* **Problem to work on**
All the data should be repeated exactly. Any image in it is left out.

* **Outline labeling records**
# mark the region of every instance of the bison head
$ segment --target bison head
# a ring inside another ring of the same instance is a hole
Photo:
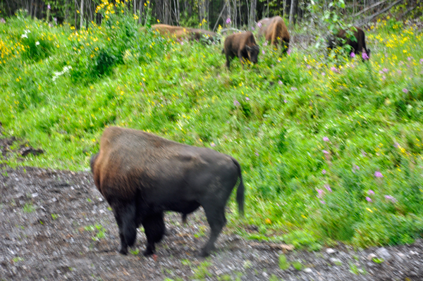
[[[247,53],[248,54],[248,59],[252,63],[257,63],[258,61],[259,51],[260,51],[260,48],[259,45],[254,45],[252,46],[245,46],[245,49],[247,49]]]

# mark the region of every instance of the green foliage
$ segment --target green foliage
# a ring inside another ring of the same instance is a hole
[[[288,261],[286,256],[283,254],[279,255],[279,268],[282,270],[286,270],[290,266],[290,263]]]
[[[302,263],[301,263],[301,262],[298,261],[293,261],[293,266],[297,270],[302,270],[302,269],[304,268],[304,266],[302,265]]]
[[[32,213],[34,211],[35,211],[35,207],[34,207],[32,203],[25,203],[23,206],[23,211],[25,213]]]

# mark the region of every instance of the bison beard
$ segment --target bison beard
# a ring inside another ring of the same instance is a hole
[[[209,255],[226,223],[225,206],[238,180],[236,200],[243,216],[240,166],[233,157],[212,149],[111,127],[104,130],[90,166],[95,185],[113,209],[123,254],[135,242],[140,225],[147,236],[144,254],[150,255],[165,232],[164,211],[186,217],[202,206],[211,235],[201,255]]]

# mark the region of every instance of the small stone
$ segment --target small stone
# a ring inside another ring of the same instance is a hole
[[[329,261],[331,261],[331,263],[333,263],[336,266],[341,266],[342,264],[342,261],[341,261],[339,258],[329,258]]]
[[[379,258],[381,258],[385,261],[391,261],[393,257],[386,248],[379,248],[376,250],[376,254]]]
[[[373,253],[370,254],[369,256],[367,256],[367,261],[372,261],[374,258],[377,258],[377,256]]]

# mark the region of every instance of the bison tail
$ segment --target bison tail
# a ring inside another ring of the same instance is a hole
[[[243,182],[243,174],[241,173],[241,166],[240,166],[240,163],[238,163],[238,161],[237,161],[235,158],[232,158],[232,161],[233,161],[235,165],[236,165],[236,166],[238,167],[238,177],[240,177],[240,185],[238,185],[238,187],[236,190],[236,202],[238,204],[238,210],[240,211],[240,215],[241,215],[241,216],[243,217],[244,216],[245,188],[244,188],[244,182]]]

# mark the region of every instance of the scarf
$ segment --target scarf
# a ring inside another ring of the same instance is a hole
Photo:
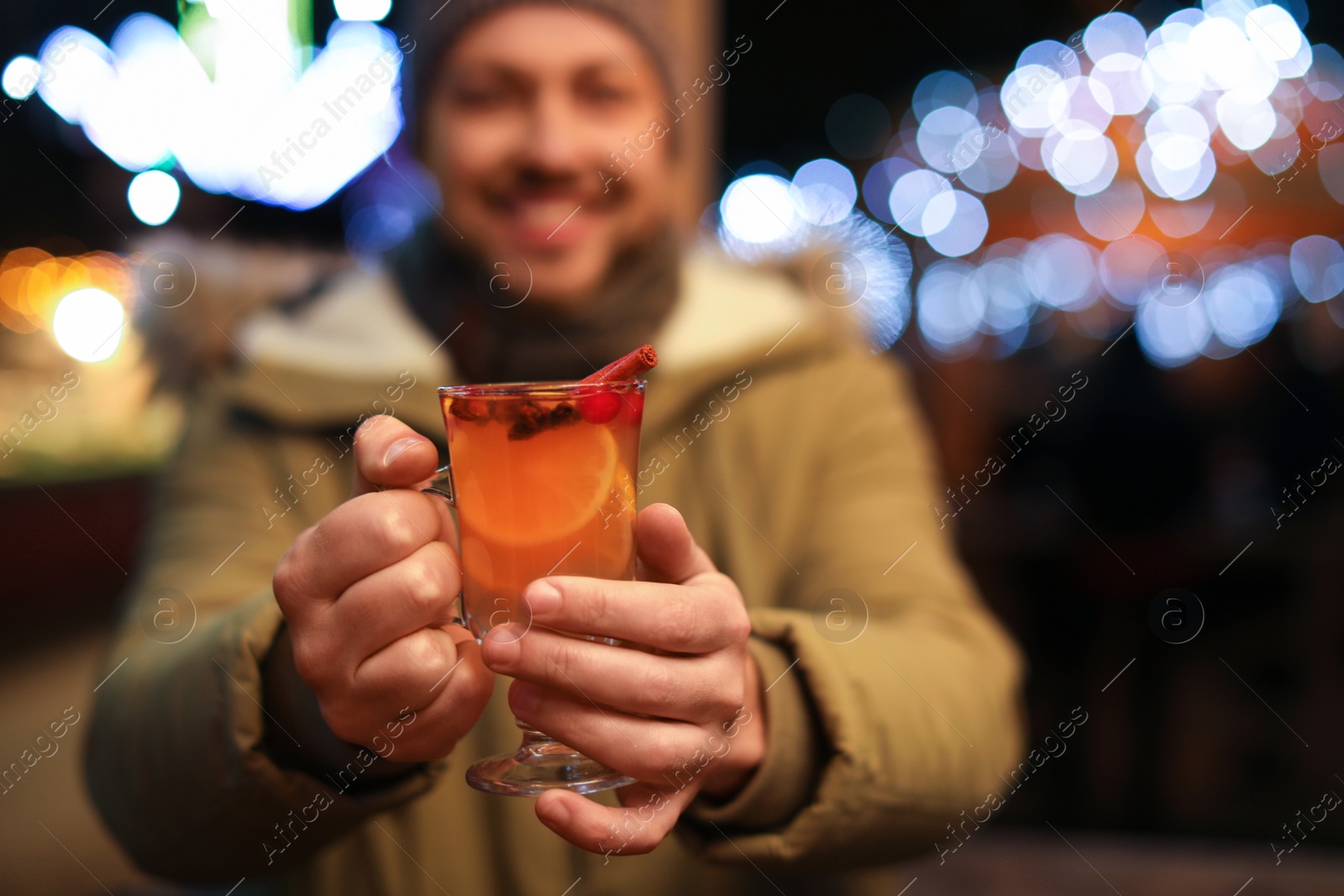
[[[680,286],[671,227],[617,255],[589,302],[573,309],[524,300],[531,277],[517,257],[488,267],[433,219],[386,261],[419,321],[448,339],[465,383],[583,379],[650,341]]]

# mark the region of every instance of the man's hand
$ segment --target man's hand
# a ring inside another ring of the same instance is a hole
[[[671,506],[640,512],[636,536],[638,582],[538,579],[523,592],[532,627],[499,626],[482,645],[485,664],[516,678],[520,721],[638,779],[617,791],[624,809],[564,790],[538,798],[538,818],[590,852],[652,850],[696,794],[737,793],[765,755],[742,594]]]
[[[401,420],[366,420],[351,498],[294,539],[274,579],[294,668],[339,737],[371,746],[405,708],[415,711],[396,742],[401,762],[448,755],[495,684],[476,639],[453,625],[453,517],[414,489],[437,461],[434,445]]]

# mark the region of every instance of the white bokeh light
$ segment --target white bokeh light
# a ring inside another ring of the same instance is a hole
[[[934,251],[958,258],[980,249],[989,232],[989,216],[978,199],[965,191],[950,189],[929,200],[922,226]]]
[[[0,74],[0,89],[11,99],[27,99],[42,79],[42,63],[32,56],[15,56]]]
[[[793,232],[790,184],[775,175],[747,175],[728,184],[719,215],[730,234],[747,243],[770,243]]]
[[[1309,302],[1324,302],[1344,292],[1344,247],[1329,236],[1304,236],[1289,255],[1293,283]]]
[[[66,355],[77,361],[102,361],[121,345],[126,312],[121,302],[101,289],[79,289],[59,302],[51,317],[51,332]]]
[[[793,175],[793,204],[809,224],[827,227],[843,220],[857,199],[853,175],[832,159],[814,159]]]
[[[347,21],[382,21],[392,11],[392,0],[336,0],[336,15]]]
[[[126,188],[126,201],[136,218],[157,227],[177,211],[181,188],[177,180],[165,171],[146,171],[130,179]]]

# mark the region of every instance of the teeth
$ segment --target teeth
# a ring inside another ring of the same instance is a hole
[[[516,206],[517,216],[524,224],[544,226],[544,224],[559,224],[570,214],[574,212],[577,201],[571,200],[540,200],[540,201],[520,201]]]

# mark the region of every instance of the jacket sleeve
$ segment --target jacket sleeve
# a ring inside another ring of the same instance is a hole
[[[821,390],[794,387],[808,410],[775,434],[806,427],[824,447],[793,470],[813,482],[785,548],[797,575],[751,610],[774,682],[767,752],[742,793],[695,805],[683,826],[711,860],[839,868],[931,852],[1004,790],[1023,750],[1023,661],[934,510],[905,371],[857,355],[827,367]]]
[[[289,506],[276,489],[312,463],[323,441],[241,427],[226,414],[208,392],[198,400],[160,485],[95,693],[86,775],[95,806],[142,869],[233,884],[293,866],[370,814],[423,793],[438,770],[417,767],[362,789],[349,786],[359,764],[328,778],[267,754],[265,739],[293,736],[302,750],[310,733],[270,731],[262,708],[261,665],[282,626],[271,574],[294,536],[340,501],[348,462],[329,481],[289,492],[290,501],[297,496]],[[320,819],[306,823],[313,813]]]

* **Reply**
# mark the region of every instance of the bison head
$ segment --target bison head
# a ring inside another ring of the same instance is a hole
Photo:
[[[247,53],[248,54],[248,59],[252,63],[257,63],[258,61],[259,51],[260,51],[260,48],[259,45],[254,45],[252,46],[245,46],[245,49],[247,49]]]

# mark the region of every instance of the green foliage
$ segment --target green foliage
# a ring inside another ring of the same instance is a hole
[[[288,261],[286,256],[283,254],[279,255],[279,268],[282,270],[286,270],[290,266],[290,263]]]
[[[302,263],[301,263],[301,262],[298,261],[293,261],[293,266],[297,270],[302,270],[302,269],[304,268],[304,266],[302,265]]]
[[[32,213],[34,211],[35,211],[35,207],[34,207],[32,203],[25,203],[23,206],[23,211],[25,213]]]

# mark the region of every instance of the bison beard
$ segment --target bison beard
# a ring inside another ring of the same instance is a hole
[[[209,255],[226,223],[225,206],[238,180],[236,200],[243,216],[240,166],[233,157],[212,149],[111,127],[104,130],[90,166],[95,185],[113,209],[123,254],[135,242],[140,225],[147,236],[144,254],[150,255],[165,232],[164,211],[186,217],[202,206],[211,235],[201,255]]]

# mark the region of every instance of the small stone
$ segment --target small stone
# a ring inside another ring of the same instance is a hole
[[[329,261],[331,261],[331,263],[333,263],[336,266],[341,266],[342,264],[342,261],[341,261],[339,258],[329,258]]]
[[[379,258],[381,258],[385,261],[391,261],[393,257],[386,248],[379,248],[376,250],[376,254]]]
[[[373,253],[370,254],[369,256],[367,256],[367,261],[372,261],[374,258],[377,258],[377,256]]]

# mark the region of every instance of the bison tail
$ segment --target bison tail
# a ring inside another ring of the same instance is a hole
[[[243,182],[243,174],[241,173],[241,166],[240,166],[240,163],[238,163],[238,161],[237,161],[235,158],[232,158],[232,161],[233,161],[235,165],[236,165],[236,166],[238,167],[238,177],[240,177],[240,185],[238,185],[238,187],[236,190],[236,202],[238,204],[238,210],[240,211],[240,215],[241,215],[241,216],[243,217],[244,216],[245,188],[244,188],[244,182]]]

# mark the region of every instance of the scarf
$ segment --target scarf
# a ring inside another ring of the same instance is a hole
Photo:
[[[680,286],[671,227],[617,255],[589,302],[573,309],[524,300],[531,277],[517,257],[488,267],[433,219],[386,261],[419,321],[448,339],[465,383],[583,379],[650,341]]]

# mark the region of every instance of the man's hand
$ segment --target man's hand
# a ring inside another ring of the same instance is a hole
[[[671,506],[640,512],[636,536],[638,582],[538,579],[523,592],[532,627],[499,626],[482,645],[485,664],[516,678],[520,721],[638,779],[617,791],[624,809],[564,790],[538,798],[538,818],[590,852],[652,850],[696,794],[737,793],[765,755],[742,594]]]
[[[401,420],[366,420],[351,498],[294,539],[274,579],[294,668],[339,737],[371,746],[405,708],[415,711],[396,742],[401,762],[448,755],[495,684],[476,639],[453,625],[453,517],[414,489],[437,461],[434,445]]]

# mark the region of every instance of the white bokeh light
$ segment --target white bokeh light
# a ring inside another ring of the same instance is a hole
[[[934,251],[958,258],[980,249],[989,232],[989,216],[978,199],[965,191],[950,189],[929,200],[922,226]]]
[[[0,74],[0,89],[11,99],[27,99],[42,79],[42,63],[32,56],[15,56]]]
[[[793,232],[790,184],[775,175],[747,175],[728,184],[719,215],[730,234],[747,243],[770,243]]]
[[[1309,302],[1324,302],[1344,292],[1344,247],[1329,236],[1304,236],[1289,255],[1293,283]]]
[[[66,355],[77,361],[102,361],[121,345],[126,312],[121,302],[101,289],[79,289],[59,302],[51,317],[51,332]]]
[[[793,175],[793,204],[809,224],[827,227],[843,220],[857,199],[853,175],[832,159],[814,159]]]
[[[347,21],[382,21],[392,11],[392,0],[336,0],[336,15]]]
[[[126,188],[126,201],[136,218],[157,227],[177,211],[181,188],[177,180],[165,171],[146,171],[130,179]]]

# mark the region of every instance of the teeth
$ segment --target teeth
# a ring inside another ring of the same instance is a hole
[[[516,206],[517,216],[524,224],[544,226],[544,224],[559,224],[570,214],[574,212],[577,201],[571,200],[540,200],[540,201],[520,201]]]

# mark the region of every instance of the jacket sleeve
$ segment --target jacket sleeve
# a ring inside another ring of the same instance is a hole
[[[821,390],[794,387],[808,410],[775,434],[806,427],[824,447],[793,470],[813,482],[785,548],[797,575],[751,610],[774,682],[767,752],[742,793],[695,805],[683,826],[711,860],[839,868],[931,852],[1004,790],[1023,750],[1023,661],[934,510],[905,371],[857,355],[827,367]]]
[[[289,506],[276,489],[312,463],[323,441],[241,427],[226,414],[208,392],[198,400],[160,485],[95,693],[86,775],[95,806],[142,869],[233,884],[293,866],[370,814],[423,793],[438,770],[417,767],[362,789],[349,786],[359,764],[328,778],[267,754],[265,739],[293,736],[302,750],[310,733],[270,731],[262,708],[261,665],[282,626],[271,574],[294,536],[340,501],[348,462],[329,481],[289,492],[290,501],[297,496]],[[320,819],[306,823],[313,813]]]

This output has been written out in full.